◆ **What you will do**
Among the entries that follow, find every line with the word "below" and list it.
----- Raw data
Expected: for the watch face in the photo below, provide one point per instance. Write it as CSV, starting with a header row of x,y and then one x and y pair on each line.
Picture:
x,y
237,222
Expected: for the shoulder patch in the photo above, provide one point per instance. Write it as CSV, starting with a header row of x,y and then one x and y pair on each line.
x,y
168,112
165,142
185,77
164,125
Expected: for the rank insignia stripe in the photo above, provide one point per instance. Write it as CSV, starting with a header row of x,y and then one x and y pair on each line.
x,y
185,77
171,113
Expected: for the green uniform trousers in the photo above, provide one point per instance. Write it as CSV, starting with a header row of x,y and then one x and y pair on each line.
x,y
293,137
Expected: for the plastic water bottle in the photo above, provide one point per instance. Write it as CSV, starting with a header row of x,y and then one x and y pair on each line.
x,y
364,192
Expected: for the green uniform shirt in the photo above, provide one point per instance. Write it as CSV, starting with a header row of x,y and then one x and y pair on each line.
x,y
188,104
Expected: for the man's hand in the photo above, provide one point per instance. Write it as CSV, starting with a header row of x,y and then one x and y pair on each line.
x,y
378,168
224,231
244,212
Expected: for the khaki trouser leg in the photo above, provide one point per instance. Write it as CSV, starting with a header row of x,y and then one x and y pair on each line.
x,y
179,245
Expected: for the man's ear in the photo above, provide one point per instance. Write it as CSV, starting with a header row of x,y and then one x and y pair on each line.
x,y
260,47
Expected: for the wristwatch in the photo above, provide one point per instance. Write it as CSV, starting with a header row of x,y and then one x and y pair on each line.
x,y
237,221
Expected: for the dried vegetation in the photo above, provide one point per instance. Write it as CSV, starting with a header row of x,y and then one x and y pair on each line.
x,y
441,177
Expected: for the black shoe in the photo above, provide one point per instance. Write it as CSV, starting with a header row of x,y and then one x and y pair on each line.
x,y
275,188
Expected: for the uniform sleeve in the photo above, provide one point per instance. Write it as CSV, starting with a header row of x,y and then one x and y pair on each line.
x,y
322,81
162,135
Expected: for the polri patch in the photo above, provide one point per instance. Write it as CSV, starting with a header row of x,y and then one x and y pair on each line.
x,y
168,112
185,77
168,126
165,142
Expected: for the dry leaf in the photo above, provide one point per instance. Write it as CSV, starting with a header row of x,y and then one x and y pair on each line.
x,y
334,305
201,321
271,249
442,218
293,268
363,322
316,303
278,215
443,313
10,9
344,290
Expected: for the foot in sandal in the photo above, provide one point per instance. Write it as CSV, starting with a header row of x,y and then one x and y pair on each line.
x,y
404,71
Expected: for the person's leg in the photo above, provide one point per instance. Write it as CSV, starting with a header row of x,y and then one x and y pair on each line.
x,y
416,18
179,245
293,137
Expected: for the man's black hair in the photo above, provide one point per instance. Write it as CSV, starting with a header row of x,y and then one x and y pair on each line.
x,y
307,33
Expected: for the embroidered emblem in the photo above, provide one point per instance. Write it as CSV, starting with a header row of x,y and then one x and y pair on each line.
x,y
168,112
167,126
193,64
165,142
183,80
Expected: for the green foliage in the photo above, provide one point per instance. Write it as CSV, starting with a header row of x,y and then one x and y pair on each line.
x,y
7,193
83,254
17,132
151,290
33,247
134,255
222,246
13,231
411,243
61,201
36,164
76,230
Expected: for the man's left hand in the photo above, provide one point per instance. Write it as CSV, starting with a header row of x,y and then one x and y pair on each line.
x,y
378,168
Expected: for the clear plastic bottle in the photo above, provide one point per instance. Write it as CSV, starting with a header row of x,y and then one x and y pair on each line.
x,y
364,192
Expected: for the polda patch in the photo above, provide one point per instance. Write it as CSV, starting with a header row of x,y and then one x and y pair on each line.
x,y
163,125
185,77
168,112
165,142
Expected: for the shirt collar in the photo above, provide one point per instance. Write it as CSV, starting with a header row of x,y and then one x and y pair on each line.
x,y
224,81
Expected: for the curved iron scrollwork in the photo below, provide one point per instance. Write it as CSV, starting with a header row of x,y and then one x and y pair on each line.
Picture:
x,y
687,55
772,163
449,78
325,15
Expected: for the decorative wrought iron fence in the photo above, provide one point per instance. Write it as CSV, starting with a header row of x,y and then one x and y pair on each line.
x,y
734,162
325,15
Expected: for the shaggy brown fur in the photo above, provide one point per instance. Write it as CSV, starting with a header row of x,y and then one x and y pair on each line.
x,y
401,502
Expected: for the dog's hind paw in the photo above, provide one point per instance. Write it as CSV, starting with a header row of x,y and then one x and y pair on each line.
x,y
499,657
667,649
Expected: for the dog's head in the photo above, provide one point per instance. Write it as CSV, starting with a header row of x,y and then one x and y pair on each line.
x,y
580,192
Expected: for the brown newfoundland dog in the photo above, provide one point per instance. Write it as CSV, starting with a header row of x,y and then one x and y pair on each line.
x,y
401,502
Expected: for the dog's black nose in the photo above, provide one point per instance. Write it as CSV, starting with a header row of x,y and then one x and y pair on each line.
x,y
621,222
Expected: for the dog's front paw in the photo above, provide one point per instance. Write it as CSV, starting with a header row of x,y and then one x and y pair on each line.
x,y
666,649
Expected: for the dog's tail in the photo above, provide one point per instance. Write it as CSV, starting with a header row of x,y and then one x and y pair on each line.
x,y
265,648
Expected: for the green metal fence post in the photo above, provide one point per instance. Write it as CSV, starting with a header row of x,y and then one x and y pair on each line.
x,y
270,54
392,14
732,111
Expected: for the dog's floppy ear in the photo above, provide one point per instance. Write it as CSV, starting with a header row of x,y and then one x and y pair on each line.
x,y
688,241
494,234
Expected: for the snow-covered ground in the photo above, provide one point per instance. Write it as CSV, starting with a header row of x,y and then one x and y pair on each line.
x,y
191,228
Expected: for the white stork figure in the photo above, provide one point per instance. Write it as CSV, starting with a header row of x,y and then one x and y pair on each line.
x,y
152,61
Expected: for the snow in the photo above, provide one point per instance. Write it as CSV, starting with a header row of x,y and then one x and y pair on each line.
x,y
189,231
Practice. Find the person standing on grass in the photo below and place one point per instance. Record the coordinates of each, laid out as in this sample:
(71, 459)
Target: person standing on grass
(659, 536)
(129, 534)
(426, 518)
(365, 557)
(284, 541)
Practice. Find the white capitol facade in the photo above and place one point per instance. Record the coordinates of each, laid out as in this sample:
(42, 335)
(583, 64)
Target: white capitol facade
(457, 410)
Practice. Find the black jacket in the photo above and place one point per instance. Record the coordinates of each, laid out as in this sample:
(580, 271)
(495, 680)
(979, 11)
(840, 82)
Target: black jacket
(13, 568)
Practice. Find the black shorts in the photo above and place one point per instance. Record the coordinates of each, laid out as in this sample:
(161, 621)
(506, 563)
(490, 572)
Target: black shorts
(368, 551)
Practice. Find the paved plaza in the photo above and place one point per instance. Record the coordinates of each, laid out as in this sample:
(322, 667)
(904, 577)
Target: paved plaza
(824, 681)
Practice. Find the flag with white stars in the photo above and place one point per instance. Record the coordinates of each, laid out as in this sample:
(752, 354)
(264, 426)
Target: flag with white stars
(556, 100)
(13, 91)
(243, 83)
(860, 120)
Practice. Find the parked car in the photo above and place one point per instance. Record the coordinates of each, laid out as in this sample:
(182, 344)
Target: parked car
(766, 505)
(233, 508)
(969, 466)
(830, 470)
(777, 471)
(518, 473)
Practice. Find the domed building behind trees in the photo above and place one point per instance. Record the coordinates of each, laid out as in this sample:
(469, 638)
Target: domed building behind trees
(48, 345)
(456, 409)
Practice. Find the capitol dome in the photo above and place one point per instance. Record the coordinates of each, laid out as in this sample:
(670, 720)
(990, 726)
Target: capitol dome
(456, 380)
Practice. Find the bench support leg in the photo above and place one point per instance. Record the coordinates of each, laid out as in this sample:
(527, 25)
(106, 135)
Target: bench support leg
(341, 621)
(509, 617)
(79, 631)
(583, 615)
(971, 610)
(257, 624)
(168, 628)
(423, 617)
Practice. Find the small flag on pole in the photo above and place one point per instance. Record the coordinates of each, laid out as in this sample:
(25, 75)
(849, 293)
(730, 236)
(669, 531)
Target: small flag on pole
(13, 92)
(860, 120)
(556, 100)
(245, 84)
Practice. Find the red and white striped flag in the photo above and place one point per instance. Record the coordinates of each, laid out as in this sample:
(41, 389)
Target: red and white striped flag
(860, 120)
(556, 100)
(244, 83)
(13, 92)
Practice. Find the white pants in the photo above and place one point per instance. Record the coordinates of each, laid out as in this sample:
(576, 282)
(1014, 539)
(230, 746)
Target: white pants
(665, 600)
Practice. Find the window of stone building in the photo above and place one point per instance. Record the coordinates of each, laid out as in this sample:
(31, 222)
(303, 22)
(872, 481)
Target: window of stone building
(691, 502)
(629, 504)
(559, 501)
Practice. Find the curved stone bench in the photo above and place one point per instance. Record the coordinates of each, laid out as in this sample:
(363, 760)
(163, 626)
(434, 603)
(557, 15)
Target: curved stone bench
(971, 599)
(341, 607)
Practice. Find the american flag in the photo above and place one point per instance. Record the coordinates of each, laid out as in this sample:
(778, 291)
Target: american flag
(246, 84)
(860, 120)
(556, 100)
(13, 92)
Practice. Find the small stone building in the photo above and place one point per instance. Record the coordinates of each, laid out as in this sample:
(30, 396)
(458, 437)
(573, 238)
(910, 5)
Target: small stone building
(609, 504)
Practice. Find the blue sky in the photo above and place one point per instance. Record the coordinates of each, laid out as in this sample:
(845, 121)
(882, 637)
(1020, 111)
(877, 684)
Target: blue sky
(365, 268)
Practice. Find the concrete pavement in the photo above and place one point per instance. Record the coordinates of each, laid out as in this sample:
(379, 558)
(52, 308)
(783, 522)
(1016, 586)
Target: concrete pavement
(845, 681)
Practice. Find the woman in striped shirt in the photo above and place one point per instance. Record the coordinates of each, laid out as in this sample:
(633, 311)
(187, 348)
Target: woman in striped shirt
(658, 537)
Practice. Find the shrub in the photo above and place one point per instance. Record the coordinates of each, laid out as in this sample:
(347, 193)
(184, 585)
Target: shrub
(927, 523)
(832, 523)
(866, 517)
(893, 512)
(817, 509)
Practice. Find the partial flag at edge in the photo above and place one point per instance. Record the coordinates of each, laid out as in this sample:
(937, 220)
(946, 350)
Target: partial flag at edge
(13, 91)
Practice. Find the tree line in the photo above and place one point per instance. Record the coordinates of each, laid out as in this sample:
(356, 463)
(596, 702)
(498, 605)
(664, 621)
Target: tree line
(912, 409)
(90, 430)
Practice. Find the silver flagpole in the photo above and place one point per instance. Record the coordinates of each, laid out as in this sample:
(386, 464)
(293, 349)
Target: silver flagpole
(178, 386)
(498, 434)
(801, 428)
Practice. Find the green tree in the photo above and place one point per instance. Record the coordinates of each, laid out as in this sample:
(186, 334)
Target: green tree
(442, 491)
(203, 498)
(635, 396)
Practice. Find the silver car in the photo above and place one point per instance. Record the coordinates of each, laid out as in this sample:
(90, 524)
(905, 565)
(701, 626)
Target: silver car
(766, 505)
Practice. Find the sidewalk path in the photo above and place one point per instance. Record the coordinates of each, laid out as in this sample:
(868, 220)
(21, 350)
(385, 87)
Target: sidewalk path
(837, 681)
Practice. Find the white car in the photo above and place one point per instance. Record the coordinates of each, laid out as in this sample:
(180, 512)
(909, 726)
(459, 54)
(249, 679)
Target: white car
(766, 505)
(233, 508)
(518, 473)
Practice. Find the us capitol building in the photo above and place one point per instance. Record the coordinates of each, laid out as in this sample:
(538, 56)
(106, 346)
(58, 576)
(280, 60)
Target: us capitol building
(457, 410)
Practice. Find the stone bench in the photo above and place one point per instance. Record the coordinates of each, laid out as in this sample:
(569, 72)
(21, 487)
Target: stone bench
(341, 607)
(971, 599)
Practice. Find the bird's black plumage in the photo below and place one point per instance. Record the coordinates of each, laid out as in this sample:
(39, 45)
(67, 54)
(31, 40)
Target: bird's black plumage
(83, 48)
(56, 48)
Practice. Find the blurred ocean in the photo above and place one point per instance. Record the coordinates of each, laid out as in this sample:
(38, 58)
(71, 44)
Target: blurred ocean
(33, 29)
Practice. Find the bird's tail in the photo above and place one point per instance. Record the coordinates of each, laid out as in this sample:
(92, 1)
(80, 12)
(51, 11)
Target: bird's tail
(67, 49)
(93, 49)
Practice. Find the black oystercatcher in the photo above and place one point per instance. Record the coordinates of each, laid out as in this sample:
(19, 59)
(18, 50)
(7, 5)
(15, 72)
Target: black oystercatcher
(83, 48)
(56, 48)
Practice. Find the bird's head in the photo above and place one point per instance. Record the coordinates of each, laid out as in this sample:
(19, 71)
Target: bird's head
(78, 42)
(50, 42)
----------
◆ **Task output**
Expected: for the watch face in the photo below, provide one point per instance. Write it as CSV, starting with a header row of x,y and then one x and y pair on each line.
Expected: for the curved iron scrollwork in the photo below, provide one point per instance. Write it as CSV, starting with a header row of x,y and then one x and y pair on each line.
Practice. Find the person standing on grass in the photo below and place one point per instance. Record the coordinates of each, laid out as in this sample:
Practice. Find the bird's black plumage in the photo below and place one point per instance. Record the coordinates of each, laid out as in this sample:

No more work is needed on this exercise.